Selected extract:
>> BEGIN
30 min Multiphysics Differential Equations

Piezoelectric & Electromagnetic Actuators

Actuators turn electrical energy into mechanical displacement — the quintessential multiphysics problem. A piezoelectric stack strains when a voltage is applied; a solenoid or voice-coil pulls a plunger when current flows. The governing equations couple Kirchhoff's voltage law with Newton's second law through a constitutive law that links charge (or flux) to displacement.

A lumped piezoelectric actuator can be modelled by $m\ddot{x} + c\dot{x} + kx = n\,v(t)$ and $C_b\dot{v} = i - n\dot{x}$, where $n$ is the electromechanical transformer ratio. The same structure applies to voice-coils, moving-iron relays, and some MEMS devices.

Modelling these as two coupled ODEs lets us predict resonance peaks, blocked-force behavior, and the free-displacement limit — information essential for control design.

Piezo Lumped Model

Mechanical: $m\ddot{x} + c\dot{x} + kx = n\,v$.

Electrical: $i = C_b\dot v + n\dot x$.

Two states: $x$ (tip displacement) and $v$ (terminal voltage) or equivalently $q = C_b v + n x$.

Blocked-Force and Free-Displacement

Blocked ($x = 0$): force $F_{\text{blk}} = n v$.  Free (no load, static): displacement $x_{\text{free}} = n v / k$.

Plotting $F$ vs $x$ at fixed $v$ gives a straight line from $(0, F_{\text{blk}})$ to $(x_{\text{free}}, 0)$.

Example 1 — Free displacement

A piezo has $n = 10\,\mu\text{m}/\text{V}\cdot k$ (i.e., effective $d_{33}$ is known via $n/k$). If $k = 10^7\,\text{N/m}$ and $n = 100\,\text{N/V}$, find free displacement at $v = 50\,\text{V}$.

$x_{\text{free}} = n v / k = (100)(50)/10^7 = 5\times 10^{-4}\,\text{m} = 0.5\,\text{mm}$.

Example 2 — Blocked force

Using the same $n = 100\,\text{N/V}$, find $F_{\text{blk}}$ at $v = 50\,\text{V}$.
>> END
Excerpted data:
>> BEGIN
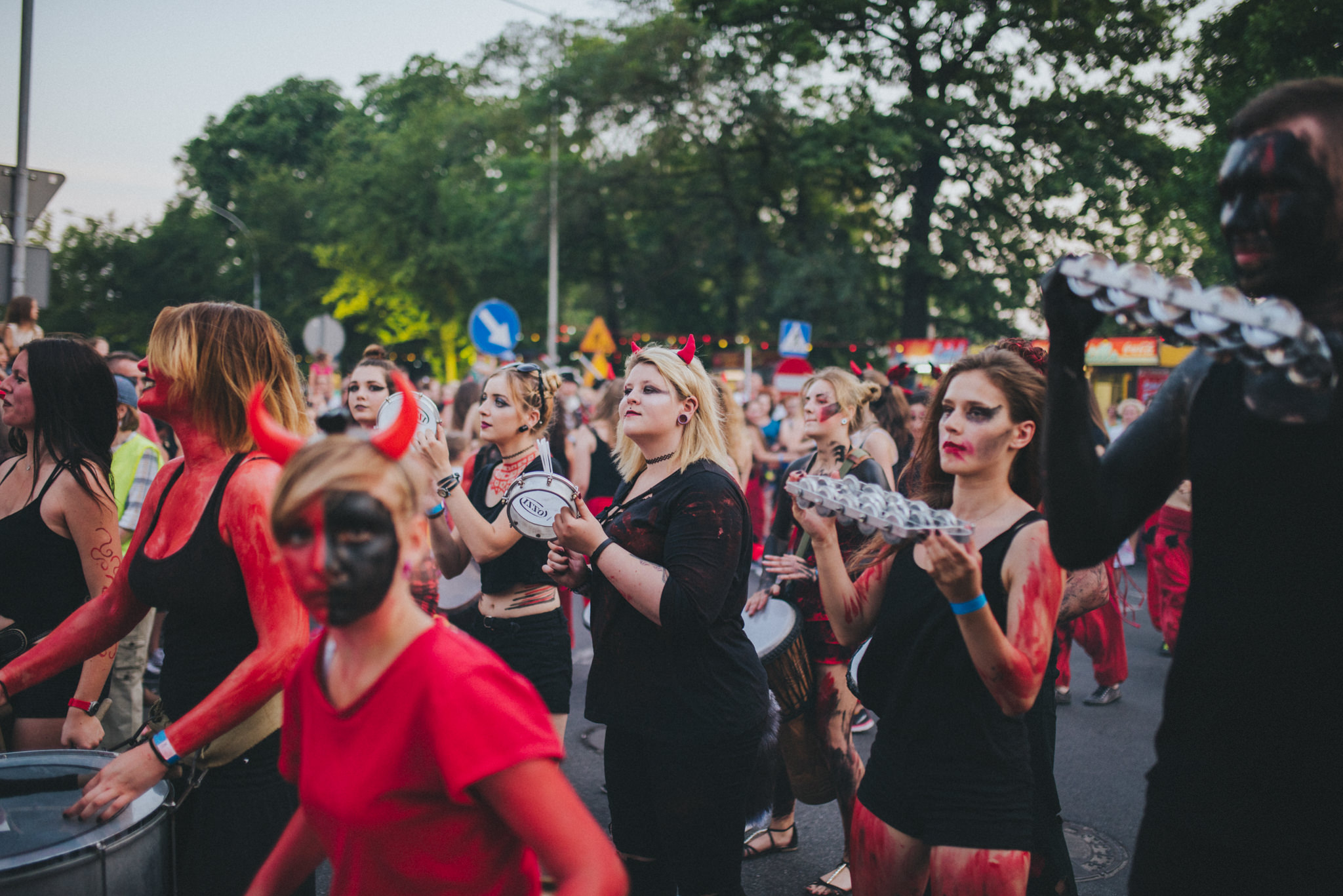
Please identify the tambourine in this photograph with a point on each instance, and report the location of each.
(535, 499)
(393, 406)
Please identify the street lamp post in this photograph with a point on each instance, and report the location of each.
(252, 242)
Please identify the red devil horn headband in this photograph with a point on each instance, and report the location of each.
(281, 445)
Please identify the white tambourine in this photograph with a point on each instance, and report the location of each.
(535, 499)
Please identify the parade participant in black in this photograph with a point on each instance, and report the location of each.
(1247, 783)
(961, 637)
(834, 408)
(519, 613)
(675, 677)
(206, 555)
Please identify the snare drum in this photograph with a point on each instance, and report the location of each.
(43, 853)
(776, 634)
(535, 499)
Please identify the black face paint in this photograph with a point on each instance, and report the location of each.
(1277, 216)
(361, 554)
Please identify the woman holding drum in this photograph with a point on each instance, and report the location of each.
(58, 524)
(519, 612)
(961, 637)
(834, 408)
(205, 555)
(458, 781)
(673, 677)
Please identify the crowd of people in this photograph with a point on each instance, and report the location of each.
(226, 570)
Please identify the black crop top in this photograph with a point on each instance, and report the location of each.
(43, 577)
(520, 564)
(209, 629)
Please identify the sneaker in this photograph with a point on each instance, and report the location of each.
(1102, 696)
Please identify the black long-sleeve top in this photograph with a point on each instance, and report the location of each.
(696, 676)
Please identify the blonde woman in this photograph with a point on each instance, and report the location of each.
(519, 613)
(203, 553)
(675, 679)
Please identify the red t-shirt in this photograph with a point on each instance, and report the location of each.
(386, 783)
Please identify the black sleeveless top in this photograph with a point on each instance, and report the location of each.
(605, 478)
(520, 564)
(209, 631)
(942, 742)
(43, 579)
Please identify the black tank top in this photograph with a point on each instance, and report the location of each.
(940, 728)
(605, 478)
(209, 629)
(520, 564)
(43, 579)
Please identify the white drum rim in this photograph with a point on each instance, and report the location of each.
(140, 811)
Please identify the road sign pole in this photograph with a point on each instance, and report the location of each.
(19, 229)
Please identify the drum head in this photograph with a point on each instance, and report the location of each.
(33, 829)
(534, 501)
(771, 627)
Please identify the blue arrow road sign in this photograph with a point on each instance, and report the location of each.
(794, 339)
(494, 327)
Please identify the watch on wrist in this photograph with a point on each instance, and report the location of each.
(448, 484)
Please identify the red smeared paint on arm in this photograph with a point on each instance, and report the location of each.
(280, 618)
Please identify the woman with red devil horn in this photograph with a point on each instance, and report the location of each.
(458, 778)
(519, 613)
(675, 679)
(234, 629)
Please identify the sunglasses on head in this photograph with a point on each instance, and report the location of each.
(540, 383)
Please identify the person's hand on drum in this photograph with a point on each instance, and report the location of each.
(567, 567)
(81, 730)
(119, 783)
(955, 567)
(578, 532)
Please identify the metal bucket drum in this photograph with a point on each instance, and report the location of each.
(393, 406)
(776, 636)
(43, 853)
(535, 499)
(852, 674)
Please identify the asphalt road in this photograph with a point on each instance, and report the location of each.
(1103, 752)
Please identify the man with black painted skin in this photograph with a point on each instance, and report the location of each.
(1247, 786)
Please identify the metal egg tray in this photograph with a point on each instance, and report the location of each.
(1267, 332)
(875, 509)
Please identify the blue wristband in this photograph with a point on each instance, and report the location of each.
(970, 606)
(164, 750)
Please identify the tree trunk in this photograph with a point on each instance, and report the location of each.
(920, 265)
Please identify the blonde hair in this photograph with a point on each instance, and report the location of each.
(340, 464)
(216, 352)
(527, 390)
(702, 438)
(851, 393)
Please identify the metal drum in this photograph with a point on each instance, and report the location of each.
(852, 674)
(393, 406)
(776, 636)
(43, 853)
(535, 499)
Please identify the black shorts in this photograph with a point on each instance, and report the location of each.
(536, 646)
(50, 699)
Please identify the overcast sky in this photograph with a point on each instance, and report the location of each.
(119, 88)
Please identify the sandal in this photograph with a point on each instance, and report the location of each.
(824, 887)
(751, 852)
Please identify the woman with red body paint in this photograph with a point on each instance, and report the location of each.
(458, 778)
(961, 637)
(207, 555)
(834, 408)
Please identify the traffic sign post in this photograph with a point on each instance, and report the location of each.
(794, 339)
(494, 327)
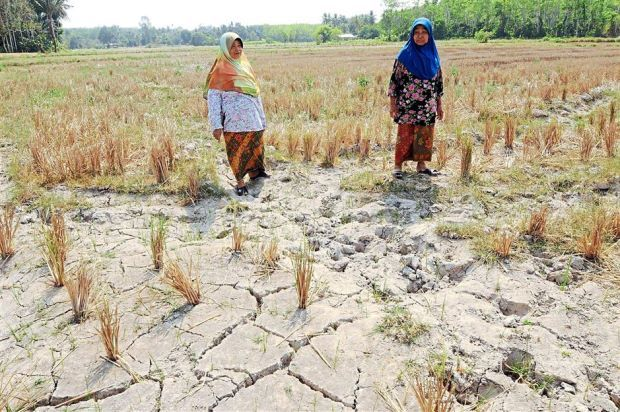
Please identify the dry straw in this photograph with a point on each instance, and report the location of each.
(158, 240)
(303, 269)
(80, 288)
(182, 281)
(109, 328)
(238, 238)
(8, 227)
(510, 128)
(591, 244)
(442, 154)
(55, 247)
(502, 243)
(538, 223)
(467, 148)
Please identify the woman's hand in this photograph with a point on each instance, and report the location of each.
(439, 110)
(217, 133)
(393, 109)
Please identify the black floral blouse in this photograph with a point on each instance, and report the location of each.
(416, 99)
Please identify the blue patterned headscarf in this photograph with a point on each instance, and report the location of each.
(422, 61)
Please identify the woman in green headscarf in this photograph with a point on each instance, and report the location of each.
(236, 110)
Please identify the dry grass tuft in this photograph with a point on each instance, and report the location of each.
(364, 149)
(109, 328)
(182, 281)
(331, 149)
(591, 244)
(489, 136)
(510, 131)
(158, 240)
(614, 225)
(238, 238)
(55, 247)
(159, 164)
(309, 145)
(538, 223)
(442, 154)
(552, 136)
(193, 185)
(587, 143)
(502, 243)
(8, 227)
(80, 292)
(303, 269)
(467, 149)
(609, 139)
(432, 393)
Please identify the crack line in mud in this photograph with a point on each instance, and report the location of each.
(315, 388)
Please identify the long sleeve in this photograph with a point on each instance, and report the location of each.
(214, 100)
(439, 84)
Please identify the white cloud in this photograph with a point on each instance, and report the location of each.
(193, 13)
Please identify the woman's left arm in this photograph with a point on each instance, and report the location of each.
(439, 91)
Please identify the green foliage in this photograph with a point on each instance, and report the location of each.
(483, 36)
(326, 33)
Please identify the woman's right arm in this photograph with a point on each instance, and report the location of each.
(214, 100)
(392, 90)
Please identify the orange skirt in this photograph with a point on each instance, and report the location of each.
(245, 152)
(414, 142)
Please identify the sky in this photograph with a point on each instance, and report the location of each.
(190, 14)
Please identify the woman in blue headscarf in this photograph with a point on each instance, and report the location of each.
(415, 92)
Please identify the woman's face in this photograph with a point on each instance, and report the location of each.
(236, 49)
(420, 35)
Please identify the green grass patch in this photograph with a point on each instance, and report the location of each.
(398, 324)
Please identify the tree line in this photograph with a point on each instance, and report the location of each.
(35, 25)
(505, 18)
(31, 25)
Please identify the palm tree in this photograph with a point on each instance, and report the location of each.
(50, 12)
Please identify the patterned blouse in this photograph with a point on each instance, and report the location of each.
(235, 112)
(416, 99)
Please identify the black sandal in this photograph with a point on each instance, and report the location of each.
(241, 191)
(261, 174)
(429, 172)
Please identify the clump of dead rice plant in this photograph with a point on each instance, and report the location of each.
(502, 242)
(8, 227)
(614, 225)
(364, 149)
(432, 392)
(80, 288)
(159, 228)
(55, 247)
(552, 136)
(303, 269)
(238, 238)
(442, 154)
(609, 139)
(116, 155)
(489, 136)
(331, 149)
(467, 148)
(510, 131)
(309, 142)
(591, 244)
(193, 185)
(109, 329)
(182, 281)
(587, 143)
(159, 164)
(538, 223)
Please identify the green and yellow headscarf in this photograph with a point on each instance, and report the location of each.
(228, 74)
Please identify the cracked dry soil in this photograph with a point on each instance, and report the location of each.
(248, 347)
>> END
Task 1:
Summarize the actuator text in two sentences.
Task 2:
According to the actuator text, what does modeling actuators as two coupled ODEs let us predict? List every item.
Task 3:
Quote the actuator text from "A lumped piezoelectric" to "C_b v + n x$.".

Final result 1:
Actuators turn electrical energy into mechanical displacement, and their equations couple Kirchhoff's voltage law with Newton's second law through a constitutive law linking charge or flux to displacement. A lumped piezoelectric actuator can be modeled as two coupled ODEs, which lets one predict resonance peaks, blocked-force behavior, and the free-displacement limit needed for control design.

Final result 2:
- Resonance peaks
- Blocked-force behavior
- The free-displacement limit

Final result 3:
A lumped piezoelectric actuator can be modelled by $m\ddot{x} + c\dot{x} + kx = n\,v(t)$ and $C_b\dot{v} = i - n\dot{x}$, where $n$ is the electromechanical transformer ratio. The same structure applies to voice-coils, moving-iron relays, and some MEMS devices.

Modelling these as two coupled ODEs lets us predict resonance peaks, blocked-force behavior, and the free-displacement limit — information essential for control design.

Piezo Lumped Model

Mechanical: $m\ddot{x} + c\dot{x} + kx = n\,v$.

Electrical: $i = C_b\dot v + n\dot x$.

Two states: $x$ (tip displacement) and $v$ (terminal voltage) or equivalently $q = C_b v + n x$.